** Start of Material for this task **
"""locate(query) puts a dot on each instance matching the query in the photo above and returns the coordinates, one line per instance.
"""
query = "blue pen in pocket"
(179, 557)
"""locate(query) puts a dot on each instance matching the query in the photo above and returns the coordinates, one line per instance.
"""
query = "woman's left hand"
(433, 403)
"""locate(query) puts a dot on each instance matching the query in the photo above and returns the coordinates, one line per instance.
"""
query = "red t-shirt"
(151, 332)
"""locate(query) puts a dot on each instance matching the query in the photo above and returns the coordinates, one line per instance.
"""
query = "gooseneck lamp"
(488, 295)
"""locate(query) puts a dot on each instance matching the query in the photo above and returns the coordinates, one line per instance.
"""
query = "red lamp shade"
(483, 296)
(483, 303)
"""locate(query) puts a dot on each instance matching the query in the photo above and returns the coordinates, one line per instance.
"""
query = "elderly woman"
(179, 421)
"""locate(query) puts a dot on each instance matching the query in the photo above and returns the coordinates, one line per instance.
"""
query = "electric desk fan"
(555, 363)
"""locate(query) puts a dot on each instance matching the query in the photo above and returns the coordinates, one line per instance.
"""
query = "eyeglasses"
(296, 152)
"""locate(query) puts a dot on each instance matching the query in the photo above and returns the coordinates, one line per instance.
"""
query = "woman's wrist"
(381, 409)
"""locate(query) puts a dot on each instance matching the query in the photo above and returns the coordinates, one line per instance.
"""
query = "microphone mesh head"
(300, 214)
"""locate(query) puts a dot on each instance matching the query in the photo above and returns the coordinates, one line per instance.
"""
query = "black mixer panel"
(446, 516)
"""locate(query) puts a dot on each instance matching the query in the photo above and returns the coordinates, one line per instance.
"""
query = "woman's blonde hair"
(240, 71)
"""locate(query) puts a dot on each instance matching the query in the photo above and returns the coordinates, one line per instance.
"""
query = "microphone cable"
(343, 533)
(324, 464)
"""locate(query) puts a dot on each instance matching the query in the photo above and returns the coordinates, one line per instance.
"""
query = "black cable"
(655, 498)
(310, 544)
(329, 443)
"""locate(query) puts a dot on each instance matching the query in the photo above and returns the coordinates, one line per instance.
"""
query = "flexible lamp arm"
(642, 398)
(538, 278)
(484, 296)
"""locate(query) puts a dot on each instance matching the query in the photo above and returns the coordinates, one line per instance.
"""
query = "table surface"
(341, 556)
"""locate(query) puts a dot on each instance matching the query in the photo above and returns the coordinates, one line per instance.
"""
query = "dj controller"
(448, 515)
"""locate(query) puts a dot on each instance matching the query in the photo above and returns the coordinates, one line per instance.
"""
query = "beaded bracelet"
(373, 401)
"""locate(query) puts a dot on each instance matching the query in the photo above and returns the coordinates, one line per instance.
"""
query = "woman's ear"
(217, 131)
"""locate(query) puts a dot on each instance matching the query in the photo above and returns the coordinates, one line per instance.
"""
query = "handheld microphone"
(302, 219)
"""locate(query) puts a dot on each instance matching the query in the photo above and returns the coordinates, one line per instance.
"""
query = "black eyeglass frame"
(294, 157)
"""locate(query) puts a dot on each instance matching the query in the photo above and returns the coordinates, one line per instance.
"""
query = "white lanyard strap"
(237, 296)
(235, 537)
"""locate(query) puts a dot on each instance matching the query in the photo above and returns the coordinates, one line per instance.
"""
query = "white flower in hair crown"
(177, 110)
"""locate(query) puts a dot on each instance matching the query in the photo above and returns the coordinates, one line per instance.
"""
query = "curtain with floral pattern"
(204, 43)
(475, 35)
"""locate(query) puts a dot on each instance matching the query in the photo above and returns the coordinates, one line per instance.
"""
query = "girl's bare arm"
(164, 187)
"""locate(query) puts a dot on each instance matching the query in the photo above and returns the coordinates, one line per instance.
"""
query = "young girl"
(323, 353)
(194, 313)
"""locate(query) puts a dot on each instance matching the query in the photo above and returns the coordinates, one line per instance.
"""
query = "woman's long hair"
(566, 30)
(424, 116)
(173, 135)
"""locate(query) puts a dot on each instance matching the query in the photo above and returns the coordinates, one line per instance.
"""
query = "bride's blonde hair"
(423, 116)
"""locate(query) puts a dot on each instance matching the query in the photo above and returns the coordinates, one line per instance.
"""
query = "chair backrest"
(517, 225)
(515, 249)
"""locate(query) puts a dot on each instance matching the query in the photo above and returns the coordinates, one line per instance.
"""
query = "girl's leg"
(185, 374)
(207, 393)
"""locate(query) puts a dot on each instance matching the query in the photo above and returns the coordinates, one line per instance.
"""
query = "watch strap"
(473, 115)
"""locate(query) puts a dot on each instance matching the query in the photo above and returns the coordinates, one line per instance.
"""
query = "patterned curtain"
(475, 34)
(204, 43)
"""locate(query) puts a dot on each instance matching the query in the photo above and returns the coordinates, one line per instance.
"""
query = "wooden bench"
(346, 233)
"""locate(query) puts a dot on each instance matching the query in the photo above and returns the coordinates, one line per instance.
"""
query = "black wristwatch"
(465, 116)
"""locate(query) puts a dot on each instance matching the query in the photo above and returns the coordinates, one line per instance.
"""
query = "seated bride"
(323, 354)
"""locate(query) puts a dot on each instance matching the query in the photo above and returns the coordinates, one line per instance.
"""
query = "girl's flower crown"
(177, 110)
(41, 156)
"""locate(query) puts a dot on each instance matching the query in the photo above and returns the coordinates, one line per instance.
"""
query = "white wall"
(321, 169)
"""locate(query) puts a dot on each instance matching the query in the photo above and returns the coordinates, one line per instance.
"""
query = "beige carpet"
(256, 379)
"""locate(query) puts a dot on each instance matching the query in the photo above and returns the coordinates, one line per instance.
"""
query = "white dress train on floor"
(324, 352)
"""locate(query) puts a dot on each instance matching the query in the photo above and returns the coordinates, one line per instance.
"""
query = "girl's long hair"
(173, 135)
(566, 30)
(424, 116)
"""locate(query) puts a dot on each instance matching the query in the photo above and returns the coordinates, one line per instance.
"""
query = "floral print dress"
** End of Material for this task **
Problem details: Repeat every line of the material exactly as given.

Correct response:
"""locate(query) puts a dot on each instance matching the query in the photo above and returns the coordinates, one line per instance.
"""
query = "blue pen in pocket"
(179, 557)
"""locate(query) puts a dot on each instance matching the query in the photo above and returns the coordinates, one line per instance.
"""
query = "woman's left hand"
(433, 403)
"""locate(query) puts a dot on each instance matching the query in the photo above and returns the coordinates, one line per instance.
"""
query = "red t-shirt"
(151, 332)
"""locate(query) puts a dot on each instance matching the query in the photo above and returns the coordinates, one line per instance.
"""
query = "gooseneck lamp"
(488, 295)
"""locate(query) puts a dot on each instance matching the query in the photo above and returns the coordinates, one line per instance.
"""
query = "red lamp shade"
(483, 296)
(483, 303)
"""locate(query) puts a dot on each instance matching the query in the photo above and returns the coordinates, one line per instance.
"""
query = "elderly woman"
(179, 421)
"""locate(query) puts a dot on each instance matching the query in the photo above and returns the coordinates, one line per instance.
"""
query = "electric desk fan"
(555, 363)
"""locate(query) puts a dot on each instance matching the query in the photo above and returns the coordinates, one line per instance.
"""
query = "eyeglasses"
(296, 152)
"""locate(query) puts a dot on each instance matching the query in the photo above and returns the coordinates, one line per instance.
"""
query = "woman's wrist"
(381, 409)
"""locate(query) puts a dot on each instance matching the query in the photo above and returns the coordinates, one line per instance.
"""
query = "microphone mesh head"
(300, 214)
"""locate(query) puts a dot on each instance matching the query in the photo above and returns the coordinates, one line per instance.
"""
query = "black mixer panel"
(446, 516)
"""locate(query) puts a dot on each instance matching the query in the photo above and returns the coordinates, one line per instance.
"""
query = "woman's blonde hair"
(240, 71)
"""locate(query) puts a dot on each instance matching the query in the photo above and returns the coordinates, one line per instance.
"""
query = "microphone cable"
(343, 533)
(324, 464)
"""locate(query) puts a dot on each instance matching the query in the photo above and returns the coordinates, one line per instance.
"""
query = "black cable"
(655, 498)
(310, 544)
(329, 443)
"""locate(query) puts a dot on each instance matching the query in the photo above and returns the coordinates, one line per instance.
"""
query = "flexible lamp arm"
(642, 398)
(538, 278)
(484, 296)
"""locate(query) puts a dot on each instance matching the query in the photo above and returns the coordinates, one line per instance.
"""
query = "table surface"
(341, 556)
"""locate(query) puts a dot on each instance matching the query in the photo above and returns the coordinates, one line per instance.
"""
query = "dj controller"
(448, 515)
"""locate(query) puts a dot on each instance matching the query in the photo above and returns the coordinates, one line per instance.
"""
query = "beaded bracelet"
(373, 401)
"""locate(query) puts a dot on each instance matching the query in the photo above and returns the coordinates, one line per instance.
"""
query = "woman's ear"
(217, 131)
"""locate(query) puts a dot on each instance matching the query in the photo above and returns the coordinates, one line per instance.
"""
query = "handheld microphone"
(302, 219)
"""locate(query) puts a dot on each instance matching the query in the photo above and returns the coordinates, one line per instance.
"""
query = "black eyeglass frame"
(294, 157)
"""locate(query) puts a dot on each instance matching the query in the photo above and returns the coordinates, one line per instance.
"""
query = "white lanyard strap"
(237, 296)
(235, 537)
"""locate(query) puts a dot on each instance matching the query in the photo above and returns the coordinates, one line per instance.
"""
query = "white flower in hair crown"
(177, 110)
"""locate(query) puts a dot on each instance matching the query in the photo above and returns the coordinates, one line per instance.
"""
query = "curtain with floral pattern"
(204, 43)
(475, 35)
"""locate(query) puts a dot on each instance matching the query in the photo above and returns the coordinates, one line per instance.
"""
query = "girl's bare arm"
(164, 187)
"""locate(query) puts a dot on each instance matching the query in the photo above and returns the coordinates, one line per instance.
"""
query = "young girl"
(323, 353)
(194, 313)
"""locate(query) puts a dot on each instance matching the query in the photo above and returns the coordinates, one line per instance.
"""
query = "woman's long hair"
(566, 30)
(424, 116)
(173, 135)
"""locate(query) puts a dot on each instance matching the query in the photo above and returns the coordinates, one line per instance.
"""
query = "bride's blonde hair"
(423, 116)
"""locate(query) puts a dot on each instance matching the query in the photo above and returns the coordinates, one line per instance.
"""
query = "chair backrest"
(517, 225)
(515, 249)
"""locate(query) puts a dot on each instance matching the query in the photo above and returns the coordinates, one line per instance.
"""
query = "girl's leg"
(185, 374)
(207, 393)
"""locate(query) puts a dot on each instance matching the query in the photo above and returns the coordinates, one line per instance.
"""
query = "watch strap"
(473, 115)
"""locate(query) puts a dot on each instance matching the query in the photo above and returns the coordinates, one line per instance.
"""
query = "patterned curtain"
(475, 34)
(204, 43)
"""locate(query) puts a dot on each instance matching the query in the photo above and returns the coordinates, one line per instance.
"""
query = "wooden bench"
(346, 233)
"""locate(query) puts a dot on each instance matching the query in the photo above and returns the coordinates, one line per instance.
"""
query = "black wristwatch"
(465, 116)
"""locate(query) puts a dot on each instance matching the query in the photo above and returns the coordinates, one line per instance.
"""
query = "seated bride"
(323, 354)
"""locate(query) puts a dot on each instance matching the query in the photo above and returns the coordinates, one line per instance.
"""
query = "girl's flower crown"
(177, 110)
(41, 156)
"""locate(query) puts a dot on each instance matching the query in the photo above and returns the coordinates, one line per instance.
"""
query = "white wall"
(321, 169)
"""locate(query) puts a dot on each instance matching the query in the photo above and returns the coordinates, one line per instance.
"""
query = "beige carpet"
(256, 379)
"""locate(query) puts a dot on each instance matching the query in the photo above and returns the coordinates, one line per instance.
"""
query = "white dress train on floor"
(324, 352)
"""locate(query) puts a dot on each instance matching the query in the photo above and returns the coordinates, one line per instance.
"""
query = "girl's long hair"
(173, 135)
(566, 30)
(424, 116)
"""locate(query) puts a dot on each instance matching the query in the photo above and returns the coordinates, one line per instance.
"""
query = "floral print dress"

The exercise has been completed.